### Task directions:
Count the lines in the entries below that contain the string "grass", treating case as significant. Reply with the number only.

Position annotation records:
──────────────────────────────

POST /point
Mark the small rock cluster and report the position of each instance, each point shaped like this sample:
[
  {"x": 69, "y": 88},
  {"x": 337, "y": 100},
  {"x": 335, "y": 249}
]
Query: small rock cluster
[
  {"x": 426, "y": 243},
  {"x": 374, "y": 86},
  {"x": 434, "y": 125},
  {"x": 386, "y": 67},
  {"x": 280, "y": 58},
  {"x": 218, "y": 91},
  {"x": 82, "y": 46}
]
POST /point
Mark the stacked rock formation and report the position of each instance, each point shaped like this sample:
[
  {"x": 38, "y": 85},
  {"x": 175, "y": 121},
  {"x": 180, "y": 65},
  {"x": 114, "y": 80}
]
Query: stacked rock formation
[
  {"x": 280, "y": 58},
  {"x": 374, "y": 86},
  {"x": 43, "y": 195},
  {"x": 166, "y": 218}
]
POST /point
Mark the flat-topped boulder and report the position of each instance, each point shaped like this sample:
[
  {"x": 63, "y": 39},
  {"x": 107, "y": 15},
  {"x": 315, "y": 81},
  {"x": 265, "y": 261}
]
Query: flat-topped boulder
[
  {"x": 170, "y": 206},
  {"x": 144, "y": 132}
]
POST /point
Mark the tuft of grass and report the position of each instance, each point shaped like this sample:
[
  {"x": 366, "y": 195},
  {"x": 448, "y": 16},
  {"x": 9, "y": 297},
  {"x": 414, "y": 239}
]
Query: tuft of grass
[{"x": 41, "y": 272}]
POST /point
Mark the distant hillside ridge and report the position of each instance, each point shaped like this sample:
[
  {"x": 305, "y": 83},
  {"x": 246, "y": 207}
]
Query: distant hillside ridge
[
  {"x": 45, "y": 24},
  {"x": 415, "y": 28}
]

──────────────────────────────

### Response below:
2